Source document>
--- START ---

Sow from seed: Asian greens, broad beans, mustard, kale, peas, silverbeet, spinach
Plant from seedlings: Asian greens, broccoli, cabbage, garlic, kale, mustard, shallots, silverbeet, spinach
June will mark the shortest day of the year, which means a lot less sun for our gardens. The growth of our vegetables will slow down dramatically.
Bear this in mind when sowing and planting this month, and seeds will germinate faster when started in trays.
You won’t see any big growth changes until the soil warms up, closer to spring, especially if you are in colder areas of NZ.
If your area is prone to frosts, keep your salad greens undercover and choose cold-hardy varieties, or sow other hardy leaves such as mustard.
Keep Your Plants Warm and Your Soil Protected.
Keeping your soil covered with mulch or a green manure crop will stop the rough winter weather eroding it and keep those nutrients locked in and the soil organisms happy.
Choosing a homemade mulch first helps keep costs down in the garden.
Plants around your garden that need to be pruned or trimmed? Chop up the trimmings to make instant mulch. Grass clippings work wonderfully as well, as do pine needles and chopped seaweed.

--- END ---

Actions to take>
**a.** From the June gardening guide, extract the passage that begins at the words "You won’t see" and stops after the words "in the garden.".
**b.** List every crop that the June gardening guide says to sow from seed.
**c.** Carry on the June gardening guide from its last sentence.

Given information>
--- START ---

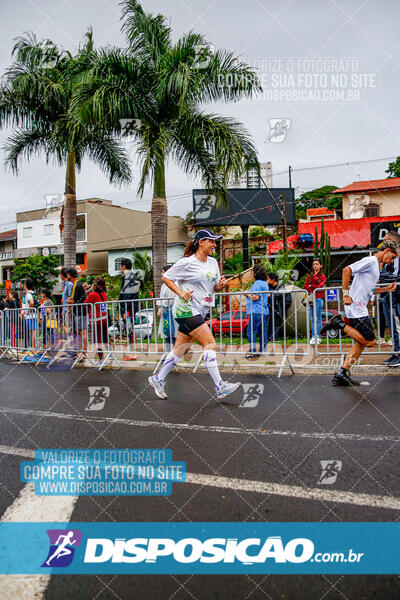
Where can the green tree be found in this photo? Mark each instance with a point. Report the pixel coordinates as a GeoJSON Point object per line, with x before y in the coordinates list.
{"type": "Point", "coordinates": [316, 199]}
{"type": "Point", "coordinates": [283, 264]}
{"type": "Point", "coordinates": [393, 168]}
{"type": "Point", "coordinates": [159, 85]}
{"type": "Point", "coordinates": [41, 269]}
{"type": "Point", "coordinates": [34, 99]}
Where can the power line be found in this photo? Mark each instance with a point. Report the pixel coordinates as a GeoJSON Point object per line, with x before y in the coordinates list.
{"type": "Point", "coordinates": [332, 165]}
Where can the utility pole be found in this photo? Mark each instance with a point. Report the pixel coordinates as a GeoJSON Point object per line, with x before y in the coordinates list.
{"type": "Point", "coordinates": [284, 225]}
{"type": "Point", "coordinates": [245, 242]}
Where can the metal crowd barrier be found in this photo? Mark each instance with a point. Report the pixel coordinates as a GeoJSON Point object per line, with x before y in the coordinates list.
{"type": "Point", "coordinates": [334, 342]}
{"type": "Point", "coordinates": [19, 331]}
{"type": "Point", "coordinates": [45, 334]}
{"type": "Point", "coordinates": [116, 328]}
{"type": "Point", "coordinates": [148, 326]}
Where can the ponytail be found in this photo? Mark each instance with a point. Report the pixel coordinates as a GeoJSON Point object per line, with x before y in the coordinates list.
{"type": "Point", "coordinates": [191, 248]}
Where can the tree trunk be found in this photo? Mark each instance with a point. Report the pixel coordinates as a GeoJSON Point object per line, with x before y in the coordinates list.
{"type": "Point", "coordinates": [70, 213]}
{"type": "Point", "coordinates": [159, 224]}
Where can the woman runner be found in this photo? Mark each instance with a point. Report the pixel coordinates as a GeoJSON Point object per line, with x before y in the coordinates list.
{"type": "Point", "coordinates": [198, 276]}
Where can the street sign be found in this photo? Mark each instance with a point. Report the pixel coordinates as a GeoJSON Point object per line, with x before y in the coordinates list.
{"type": "Point", "coordinates": [245, 207]}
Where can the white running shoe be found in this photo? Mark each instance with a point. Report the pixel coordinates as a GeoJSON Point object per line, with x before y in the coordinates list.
{"type": "Point", "coordinates": [227, 388]}
{"type": "Point", "coordinates": [158, 386]}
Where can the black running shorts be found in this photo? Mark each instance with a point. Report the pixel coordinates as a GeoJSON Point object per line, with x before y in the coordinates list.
{"type": "Point", "coordinates": [189, 324]}
{"type": "Point", "coordinates": [364, 326]}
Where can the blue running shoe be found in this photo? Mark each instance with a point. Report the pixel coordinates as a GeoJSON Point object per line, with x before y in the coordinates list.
{"type": "Point", "coordinates": [227, 388]}
{"type": "Point", "coordinates": [158, 386]}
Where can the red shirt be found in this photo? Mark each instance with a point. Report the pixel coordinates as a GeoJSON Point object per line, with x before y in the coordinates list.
{"type": "Point", "coordinates": [313, 282]}
{"type": "Point", "coordinates": [101, 309]}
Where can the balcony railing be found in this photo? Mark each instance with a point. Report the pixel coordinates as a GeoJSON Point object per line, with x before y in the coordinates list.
{"type": "Point", "coordinates": [80, 236]}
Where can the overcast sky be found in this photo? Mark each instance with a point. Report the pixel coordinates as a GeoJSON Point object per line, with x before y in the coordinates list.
{"type": "Point", "coordinates": [286, 41]}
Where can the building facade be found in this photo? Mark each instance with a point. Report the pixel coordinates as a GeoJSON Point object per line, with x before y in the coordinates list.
{"type": "Point", "coordinates": [375, 198]}
{"type": "Point", "coordinates": [102, 227]}
{"type": "Point", "coordinates": [8, 244]}
{"type": "Point", "coordinates": [251, 179]}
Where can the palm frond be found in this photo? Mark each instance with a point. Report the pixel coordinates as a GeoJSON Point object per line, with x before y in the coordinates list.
{"type": "Point", "coordinates": [146, 34]}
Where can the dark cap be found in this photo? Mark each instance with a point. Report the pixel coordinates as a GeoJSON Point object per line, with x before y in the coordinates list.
{"type": "Point", "coordinates": [206, 234]}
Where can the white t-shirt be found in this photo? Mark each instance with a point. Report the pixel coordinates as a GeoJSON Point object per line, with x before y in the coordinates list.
{"type": "Point", "coordinates": [192, 274]}
{"type": "Point", "coordinates": [28, 314]}
{"type": "Point", "coordinates": [365, 277]}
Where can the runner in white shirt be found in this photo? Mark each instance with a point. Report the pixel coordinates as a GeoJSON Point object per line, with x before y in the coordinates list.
{"type": "Point", "coordinates": [194, 279]}
{"type": "Point", "coordinates": [365, 276]}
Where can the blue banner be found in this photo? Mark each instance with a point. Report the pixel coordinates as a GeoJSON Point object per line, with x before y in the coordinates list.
{"type": "Point", "coordinates": [205, 548]}
{"type": "Point", "coordinates": [88, 472]}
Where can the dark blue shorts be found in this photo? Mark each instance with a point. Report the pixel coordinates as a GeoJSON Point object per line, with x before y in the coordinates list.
{"type": "Point", "coordinates": [364, 326]}
{"type": "Point", "coordinates": [189, 324]}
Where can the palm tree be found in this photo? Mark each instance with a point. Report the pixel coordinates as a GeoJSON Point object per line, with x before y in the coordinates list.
{"type": "Point", "coordinates": [159, 85]}
{"type": "Point", "coordinates": [35, 99]}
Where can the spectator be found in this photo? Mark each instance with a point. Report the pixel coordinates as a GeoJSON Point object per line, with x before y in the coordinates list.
{"type": "Point", "coordinates": [12, 302]}
{"type": "Point", "coordinates": [67, 291]}
{"type": "Point", "coordinates": [391, 302]}
{"type": "Point", "coordinates": [79, 312]}
{"type": "Point", "coordinates": [98, 297]}
{"type": "Point", "coordinates": [29, 315]}
{"type": "Point", "coordinates": [48, 320]}
{"type": "Point", "coordinates": [168, 326]}
{"type": "Point", "coordinates": [129, 296]}
{"type": "Point", "coordinates": [257, 312]}
{"type": "Point", "coordinates": [314, 281]}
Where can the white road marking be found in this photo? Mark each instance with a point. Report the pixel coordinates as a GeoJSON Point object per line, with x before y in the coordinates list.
{"type": "Point", "coordinates": [292, 491]}
{"type": "Point", "coordinates": [207, 428]}
{"type": "Point", "coordinates": [18, 509]}
{"type": "Point", "coordinates": [30, 507]}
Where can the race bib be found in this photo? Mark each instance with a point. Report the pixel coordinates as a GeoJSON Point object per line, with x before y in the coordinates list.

--- END ---

Answers for the exercise>
**a.**
You won’t see any big growth changes until the soil warms up, closer to spring, especially if you are in colder areas of NZ.
If your area is prone to frosts, keep your salad greens undercover and choose cold-hardy varieties, or sow other hardy leaves such as mustard.
Keep Your Plants Warm and Your Soil Protected.
Keeping your soil covered with mulch or a green manure crop will stop the rough winter weather eroding it and keep those nutrients locked in and the soil organisms happy.
Choosing a homemade mulch first helps keep costs down in the garden.

**b.** Asian greens, broad beans, mustard, kale, peas, silverbeet, spinach

**c.**
Shredded leaves are always a fantastic option too, as is leaf mould.
Green Manure Crops
Green manure crops are seeds that will create a cover over your soil so it’s not left bare in winter. This keeps the micro-organisms and bacteria under your soil fed and happy. It also suppresses weed growth and helps keep the nutrients in your soil.
Some green manure seeds also provide nitrogen as some are ‘nitrogen fixers’. Seeds such as blue lupin, Lucerne, and broad beans are nitrogen-fixing which means they take up nitrogen from the soil and ‘fix’ it in these small nodules at the end of their roots.
Come spring, you can chop down this cover crop and let it break down back into the soil. The nitrogen from these little nodules will then be released back into the soil in a form that other plants can then take up and absorb.
Compost
Any spent plants you're not using for mulch can be added to the compost
Chopped spent plants, dried leaves, grass clippings, fruit and vegetable scraps, manure, shredded paper, pet hair...this can all go in the compost.
Every time you add in some fresh 'green' stuff (food, green leaves, grass clippings..) add in some 'browns' too (dead leaves, brown paper bags, shredded cardboard, straw...)
Giving it a turn every few weeks will speed things up. I use a compost turning stick.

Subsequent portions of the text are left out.